** BEGIN **

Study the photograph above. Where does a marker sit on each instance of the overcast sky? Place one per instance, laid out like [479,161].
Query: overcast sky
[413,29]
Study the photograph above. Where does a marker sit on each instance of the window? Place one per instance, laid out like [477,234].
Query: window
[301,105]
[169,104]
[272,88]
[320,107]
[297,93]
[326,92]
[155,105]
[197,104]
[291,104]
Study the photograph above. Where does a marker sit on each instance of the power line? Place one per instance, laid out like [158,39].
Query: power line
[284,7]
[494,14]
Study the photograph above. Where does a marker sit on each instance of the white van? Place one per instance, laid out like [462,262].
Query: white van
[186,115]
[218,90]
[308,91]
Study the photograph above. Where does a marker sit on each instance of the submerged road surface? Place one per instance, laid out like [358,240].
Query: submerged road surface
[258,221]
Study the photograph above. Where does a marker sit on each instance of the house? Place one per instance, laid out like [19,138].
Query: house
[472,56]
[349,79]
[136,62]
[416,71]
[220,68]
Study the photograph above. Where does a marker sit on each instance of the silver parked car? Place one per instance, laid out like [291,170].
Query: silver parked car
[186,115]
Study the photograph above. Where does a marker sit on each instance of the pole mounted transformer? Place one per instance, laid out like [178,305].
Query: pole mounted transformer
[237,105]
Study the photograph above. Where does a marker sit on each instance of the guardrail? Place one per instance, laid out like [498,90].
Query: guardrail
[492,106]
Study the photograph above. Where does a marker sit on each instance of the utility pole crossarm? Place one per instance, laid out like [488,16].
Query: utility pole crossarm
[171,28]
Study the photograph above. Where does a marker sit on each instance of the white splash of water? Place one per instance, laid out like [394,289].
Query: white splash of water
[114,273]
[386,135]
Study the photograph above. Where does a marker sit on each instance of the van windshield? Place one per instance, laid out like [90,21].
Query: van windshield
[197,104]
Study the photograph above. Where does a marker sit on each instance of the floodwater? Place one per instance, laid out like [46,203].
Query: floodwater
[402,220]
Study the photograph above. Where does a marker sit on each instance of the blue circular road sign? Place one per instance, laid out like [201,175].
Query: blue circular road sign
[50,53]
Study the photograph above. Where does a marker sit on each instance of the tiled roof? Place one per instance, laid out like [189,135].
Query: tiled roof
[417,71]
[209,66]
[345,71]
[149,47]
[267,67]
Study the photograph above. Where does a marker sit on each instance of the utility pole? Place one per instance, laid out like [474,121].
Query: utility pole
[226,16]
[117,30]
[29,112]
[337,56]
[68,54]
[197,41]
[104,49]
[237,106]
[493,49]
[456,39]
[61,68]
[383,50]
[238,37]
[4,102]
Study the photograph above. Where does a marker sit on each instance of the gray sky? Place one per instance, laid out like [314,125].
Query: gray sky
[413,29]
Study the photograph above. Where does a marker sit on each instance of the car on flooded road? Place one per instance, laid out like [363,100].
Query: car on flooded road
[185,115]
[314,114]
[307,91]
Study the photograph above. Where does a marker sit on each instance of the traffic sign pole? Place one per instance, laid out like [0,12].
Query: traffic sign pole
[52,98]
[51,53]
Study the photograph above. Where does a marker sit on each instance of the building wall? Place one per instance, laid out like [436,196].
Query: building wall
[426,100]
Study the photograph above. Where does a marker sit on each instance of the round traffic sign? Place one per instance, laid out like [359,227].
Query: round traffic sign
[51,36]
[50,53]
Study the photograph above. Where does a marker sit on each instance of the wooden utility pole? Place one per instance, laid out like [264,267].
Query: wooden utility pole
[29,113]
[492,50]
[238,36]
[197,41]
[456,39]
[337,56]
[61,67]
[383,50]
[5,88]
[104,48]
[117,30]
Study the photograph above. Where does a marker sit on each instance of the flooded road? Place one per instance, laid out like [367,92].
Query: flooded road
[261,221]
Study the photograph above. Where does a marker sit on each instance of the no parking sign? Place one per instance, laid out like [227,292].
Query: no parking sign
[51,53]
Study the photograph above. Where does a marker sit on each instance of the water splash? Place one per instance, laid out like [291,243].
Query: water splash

** END **

> [Short exercise]:
Exactly reproduce the lines that run from the line with "out like [367,92]." through the last line of the records, inclusive.

> [Right answer]:
Study the photograph above. Where does a marker sit on each instance of the flooded road? Place one per instance, laid out like [367,92].
Query: flooded road
[261,221]
Study the photograph above. Where does a marker sit on each instance of the no parking sign? Place one per instance, laid out like [227,292].
Query: no parking sign
[51,53]
Study the photograph above. Where does a marker sit on each instance of the water splash? Place one per instance, laid out like [291,243].
Query: water splash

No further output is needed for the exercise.